*Podany fragment*.
━━━━━━━━━━━━━━━━━━━━

Idę przez życie pod rękę
choć wydaje się że bolesnych najwięcej
pewnie wszystkich po równo
ale radosne spalają się w słońcu
a chwalebne gasną o świcie razem z gwiazdami
tylko bolesne cierniem zarastają w sercu
by przy kolejnym uderzeniu
jeszcze bardziej krwawić
biorę do ręki różaniec każdego dnia
by móc wierzyć że wszystkich tajemnic jest po równo...
Dzisiaj powinnam utkać moją kolejną opowieść z roślinnego cyklu. Robię jednak przerwę na coś innego.
Niedawno obejrzałam program o Sanktuarium Matki Bożej z Monte Berico. Wznosi się ono na wzgórzu Monte Berico, które góruje nad miastem Vicenza, w północnych Włoszech
To klejnot spacerów o znaczeniu architektonicznym i religijnym. Ci, którzy chcą się wspiąć na szczyt, docierają pieszo przez imponującą, dwuczęściową bramę o długości 700 metrów.
Zbudowany na cześć Najświętszej Maryi Panny, łuk został zaprojektowany przez architekta Francesco Muttoni i odsłonięty w 1746 roku. Konstrukcja przypominająca procesję, składająca się ze 150 łuków w grupach po 10, symbolizuje 15 Tajemnic i 150 Zdrowaś Maryjo Różańcowe, które są odmawiane podczas Drogi Krzyżowej i innych tradycji religijnych przestrzeganych przez członków Kościoła rzymskokatolickiego.

━━━━━━━━━━━━━━━━━━━━

*Zapisane pozycje ze zbioru*.
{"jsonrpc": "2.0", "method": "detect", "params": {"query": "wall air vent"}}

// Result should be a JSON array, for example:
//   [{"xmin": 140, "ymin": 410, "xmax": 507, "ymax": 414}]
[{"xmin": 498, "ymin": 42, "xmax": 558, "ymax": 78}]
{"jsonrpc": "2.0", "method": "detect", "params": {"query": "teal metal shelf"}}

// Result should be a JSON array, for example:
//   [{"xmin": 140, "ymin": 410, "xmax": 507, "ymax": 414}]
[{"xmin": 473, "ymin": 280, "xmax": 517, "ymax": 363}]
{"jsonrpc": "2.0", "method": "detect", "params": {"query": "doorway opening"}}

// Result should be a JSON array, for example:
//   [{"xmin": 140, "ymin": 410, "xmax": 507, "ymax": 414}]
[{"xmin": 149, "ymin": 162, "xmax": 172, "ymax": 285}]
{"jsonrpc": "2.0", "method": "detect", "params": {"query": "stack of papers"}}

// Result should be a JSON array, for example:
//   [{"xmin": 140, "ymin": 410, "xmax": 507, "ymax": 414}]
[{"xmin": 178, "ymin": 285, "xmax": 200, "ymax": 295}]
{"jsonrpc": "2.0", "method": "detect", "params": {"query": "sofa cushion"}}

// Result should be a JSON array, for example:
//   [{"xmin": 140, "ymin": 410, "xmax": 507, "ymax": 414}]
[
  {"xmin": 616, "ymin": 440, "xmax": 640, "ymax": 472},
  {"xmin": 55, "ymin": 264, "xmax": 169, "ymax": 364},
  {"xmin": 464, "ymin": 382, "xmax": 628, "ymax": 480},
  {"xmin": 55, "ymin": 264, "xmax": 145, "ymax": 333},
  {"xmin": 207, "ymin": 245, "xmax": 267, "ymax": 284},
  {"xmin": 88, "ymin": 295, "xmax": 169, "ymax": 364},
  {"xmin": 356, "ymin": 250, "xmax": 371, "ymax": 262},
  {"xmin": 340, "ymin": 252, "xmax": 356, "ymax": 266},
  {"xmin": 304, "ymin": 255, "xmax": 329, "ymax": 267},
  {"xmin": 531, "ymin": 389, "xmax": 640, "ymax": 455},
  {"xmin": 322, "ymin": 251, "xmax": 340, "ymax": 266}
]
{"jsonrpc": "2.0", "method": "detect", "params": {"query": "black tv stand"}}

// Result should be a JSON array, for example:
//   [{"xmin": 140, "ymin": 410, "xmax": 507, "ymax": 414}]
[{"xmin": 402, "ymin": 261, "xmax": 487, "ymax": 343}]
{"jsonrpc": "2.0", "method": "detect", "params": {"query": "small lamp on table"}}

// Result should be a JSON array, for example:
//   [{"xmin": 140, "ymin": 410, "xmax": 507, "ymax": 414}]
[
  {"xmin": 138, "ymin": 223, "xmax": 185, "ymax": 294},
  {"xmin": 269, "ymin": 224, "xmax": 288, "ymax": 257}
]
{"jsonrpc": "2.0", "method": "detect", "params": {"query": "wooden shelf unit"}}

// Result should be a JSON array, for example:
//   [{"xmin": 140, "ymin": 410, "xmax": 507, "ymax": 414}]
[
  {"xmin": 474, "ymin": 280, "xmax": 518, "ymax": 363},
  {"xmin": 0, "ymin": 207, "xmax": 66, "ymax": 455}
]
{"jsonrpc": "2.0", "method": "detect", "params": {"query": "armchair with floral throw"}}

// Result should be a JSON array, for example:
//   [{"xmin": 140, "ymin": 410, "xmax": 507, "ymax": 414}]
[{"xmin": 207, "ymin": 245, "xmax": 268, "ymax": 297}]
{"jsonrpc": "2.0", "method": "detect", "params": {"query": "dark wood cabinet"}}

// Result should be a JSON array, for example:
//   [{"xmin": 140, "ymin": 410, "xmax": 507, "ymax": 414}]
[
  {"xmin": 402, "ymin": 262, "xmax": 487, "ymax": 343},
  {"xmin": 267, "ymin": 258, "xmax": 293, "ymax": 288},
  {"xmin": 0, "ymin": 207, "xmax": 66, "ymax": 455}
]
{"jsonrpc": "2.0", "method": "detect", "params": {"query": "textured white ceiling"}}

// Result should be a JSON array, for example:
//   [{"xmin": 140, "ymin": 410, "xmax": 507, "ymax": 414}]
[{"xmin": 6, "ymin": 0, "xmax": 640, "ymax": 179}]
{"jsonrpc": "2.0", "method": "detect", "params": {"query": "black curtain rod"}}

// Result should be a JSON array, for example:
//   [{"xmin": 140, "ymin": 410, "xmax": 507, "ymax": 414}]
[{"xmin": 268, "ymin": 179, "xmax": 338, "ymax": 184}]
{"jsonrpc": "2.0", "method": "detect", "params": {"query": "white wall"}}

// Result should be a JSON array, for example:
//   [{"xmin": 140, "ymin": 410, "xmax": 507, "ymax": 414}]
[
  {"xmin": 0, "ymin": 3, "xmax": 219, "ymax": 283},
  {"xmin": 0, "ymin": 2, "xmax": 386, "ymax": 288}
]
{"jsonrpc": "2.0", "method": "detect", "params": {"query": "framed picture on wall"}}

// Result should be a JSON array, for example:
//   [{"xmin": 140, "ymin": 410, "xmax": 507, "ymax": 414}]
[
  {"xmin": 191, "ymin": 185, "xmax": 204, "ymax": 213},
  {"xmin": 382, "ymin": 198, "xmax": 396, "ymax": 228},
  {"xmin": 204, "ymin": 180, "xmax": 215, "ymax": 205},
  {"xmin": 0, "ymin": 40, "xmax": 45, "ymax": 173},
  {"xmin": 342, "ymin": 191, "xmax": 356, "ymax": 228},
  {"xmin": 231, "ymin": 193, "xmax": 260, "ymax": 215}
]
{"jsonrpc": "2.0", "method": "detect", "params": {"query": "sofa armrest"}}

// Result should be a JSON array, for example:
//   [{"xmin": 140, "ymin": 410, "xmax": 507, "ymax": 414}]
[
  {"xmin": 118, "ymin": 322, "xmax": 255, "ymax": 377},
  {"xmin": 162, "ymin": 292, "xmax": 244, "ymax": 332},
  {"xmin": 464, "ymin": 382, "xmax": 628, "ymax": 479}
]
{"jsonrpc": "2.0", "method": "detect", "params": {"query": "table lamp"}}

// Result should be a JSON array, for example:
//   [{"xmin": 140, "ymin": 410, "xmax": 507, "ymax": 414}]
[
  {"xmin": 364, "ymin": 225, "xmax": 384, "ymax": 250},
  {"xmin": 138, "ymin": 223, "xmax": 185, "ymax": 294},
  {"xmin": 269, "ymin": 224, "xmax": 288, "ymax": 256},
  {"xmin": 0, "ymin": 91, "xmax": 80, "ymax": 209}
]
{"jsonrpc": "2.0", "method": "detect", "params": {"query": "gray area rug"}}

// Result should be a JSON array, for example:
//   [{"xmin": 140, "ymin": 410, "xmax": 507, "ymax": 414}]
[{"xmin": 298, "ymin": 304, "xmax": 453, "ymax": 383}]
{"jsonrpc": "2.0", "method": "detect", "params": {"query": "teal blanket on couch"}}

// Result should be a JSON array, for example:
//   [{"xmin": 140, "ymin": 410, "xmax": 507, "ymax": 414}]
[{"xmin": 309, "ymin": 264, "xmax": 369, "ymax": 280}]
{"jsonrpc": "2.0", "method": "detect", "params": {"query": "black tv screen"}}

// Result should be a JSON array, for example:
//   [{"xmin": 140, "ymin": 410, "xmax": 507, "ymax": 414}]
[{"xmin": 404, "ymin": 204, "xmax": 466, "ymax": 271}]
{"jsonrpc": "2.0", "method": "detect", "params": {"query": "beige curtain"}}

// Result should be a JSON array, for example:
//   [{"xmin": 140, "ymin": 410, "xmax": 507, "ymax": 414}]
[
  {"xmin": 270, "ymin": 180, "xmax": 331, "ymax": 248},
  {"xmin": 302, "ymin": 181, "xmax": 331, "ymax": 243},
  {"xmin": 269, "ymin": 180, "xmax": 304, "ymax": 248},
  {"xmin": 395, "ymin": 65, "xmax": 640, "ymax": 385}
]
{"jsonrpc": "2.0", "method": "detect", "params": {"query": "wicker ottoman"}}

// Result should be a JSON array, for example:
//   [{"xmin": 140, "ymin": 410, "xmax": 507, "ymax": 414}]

━━━━━━━━━━━━━━━━━━━━

*Co zrobić*.
Podaj dalszy ciąg tekstu o Monte Berico, zaczynając zaraz po jego ostatnim zdaniu. Dane nie mają żadnego związku z tekstem o Monte Berico.

*Wynik*.
Budowla nie tylko mnie zachwyciła, ale i przypomniała, że w kolejce od dawna na swoją opowieść czeka różaniec. Temat obszerny, a i wierszy Basi jest sporo, więc utkam przynajmniej dwie historie. A dzisiaj jest najlepszy moment na rozpoczęcie. Obecnie sięgającym po różaniec często nie przychodzi do głowy, że podobne sznury modlitewne mają także wyznawcy innych religii. Co więcej, pierwsze z nich powstały na długo przed powstaniem chrześcijaństwa. Najstarszy z nich, zdaniem niektórych naukowców, został odkryty w ruinach starożytnej Niniwy. Archeolodzy znaleźli tam pochodzący z VIII lub IX wieku przed Chrystusem posążek kobiety trzymającej w dłoniach przedmiot bardzo podobny do różańca.
Zwyczaje odmawiania cyklicznie pewnej ustalonej ilości modlitw, odliczanych dla ułatwienia przy pomocy sznurka z koralikami lub zawiązanymi węzełkami, są praktykowane od 3000 lat. i spotyka się go w wielu religiach.
Z różańca korzystali w Indiach wyznawcy Wisznu i Śiwy, także wyznawcy Buddy, lamowie w Tybecie, a nawet mahometanie w Syrii i Afryce Północnej. Nawet św. Franciszek Ksawery zobaczył w Japonii coś podobnego do katolickich różańców.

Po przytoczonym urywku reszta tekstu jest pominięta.